DIRECTIVES
a – Check each statement against the Haglöfs text and answer yes or no, quoting the words that decide it: (i) The founder sold his first backpacks from a shop in a city. (ii) The company started a clothing line in 1995 after getting a license for Gore-Tex® fabric. (iii) Ken Enomoto works from an office in Ichigaya, Tokyo.
b – Rewrite the part of the Haglöfs text starting at "In the year" and ending at "Björn and Anni-Frid).", swapping "bicycle" for "sled".

In the year 1914, a lone man in a cabin in the woods—literally, a tiny shack in the Dalarna backcountry—sewed up a bunch of backpacks from the finest materials he could find, put them on his bicycle and headed out to try to sell them to the local people. Today his backpacks and high-performance jackets are worn in mountains and cities around the world, and his company looks to his roots as it celebrates a centennial milestone. 

When Viktor Haglöfs succeeded in his stitching and sales efforts, he also drew from the Swedish tradition of naming the company after its hometown or province (think Husqvarna, Hestra, Sandvik or Scania) or the founder’s name (Hasselblad, or even ABBA—Agnetha, Benny, Björn and Anni-Frid). 

Sweden’s most famous firm, IKEA, in fact gives you both—founder Ingvar Kamprad’s initials plus the first letters of the family farm, Elmtayrd, and his hometown, Agunnaryd. 

Viktor Haglöfs chose Haglöfs, and so it was, 100 years ago, outdoor goods manufacturer Haglöfs had its humble beginnings. Today it has become one of the world’s fastest-growing outdoor brands, active not only in backpacks but also footwear and especially clothing. A major brand in Japan, it has its own retail outlets and national distribution network.

“What makes us different is we are a premium brand featuring technical gear,” says Ken Enomoto, marketing manager of Haglöfs Japan from his office in Ichigaya, Tokyo.

“The customer doesn’t have to worry about performance when using our gear. We use a very precise method in cutting our patterns from a single piece of material. It costs more, but results in a product much stronger and more beautiful. Skiers, climbers and guides all use our gear, and we use their feedback to make sure it’s even better,” Enomoto said.

For years, Haglöfs was known primarily for its tough backpacks but, in the 1980s, began to add a few tents, sleeping bags and footwear to the mix. In 1995, the company received a license to use Gore-Tex® fabric and began a line of clothing as well.

RECORDED DATA

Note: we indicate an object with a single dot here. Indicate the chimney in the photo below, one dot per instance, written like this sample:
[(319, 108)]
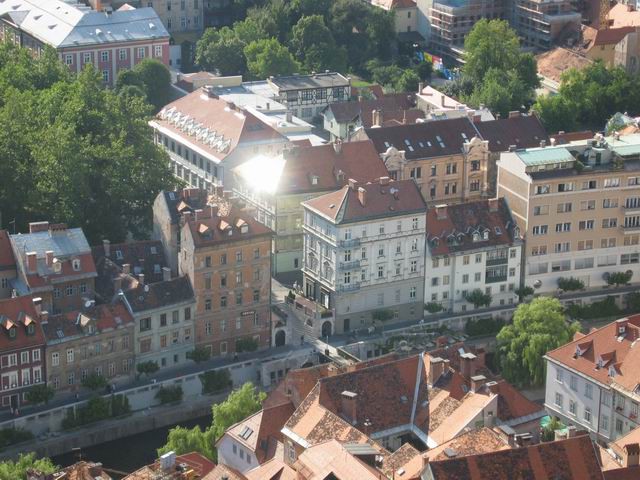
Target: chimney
[(348, 407), (477, 382), (441, 212), (38, 227), (362, 196), (32, 262), (49, 258), (436, 369)]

ANSWERS TO THE TASKS
a –
(i) No: "put them on his bicycle and headed out to try to sell them to the local people."
(ii) Yes: "In 1995, the company received a license to use Gore-Tex® fabric and began a line of clothing as well."
(iii) Yes: "from his office in Ichigaya, Tokyo."

b –
In the year 1914, a lone man in a cabin in the woods—literally, a tiny shack in the Dalarna backcountry—sewed up a bunch of backpacks from the finest materials he could find, put them on his sled and headed out to try to sell them to the local people. Today his backpacks and high-performance jackets are worn in mountains and cities around the world, and his company looks to his roots as it celebrates a centennial milestone. 

When Viktor Haglöfs succeeded in his stitching and sales efforts, he also drew from the Swedish tradition of naming the company after its hometown or province (think Husqvarna, Hestra, Sandvik or Scania) or the founder’s name (Hasselblad, or even ABBA—Agnetha, Benny, Björn and Anni-Frid).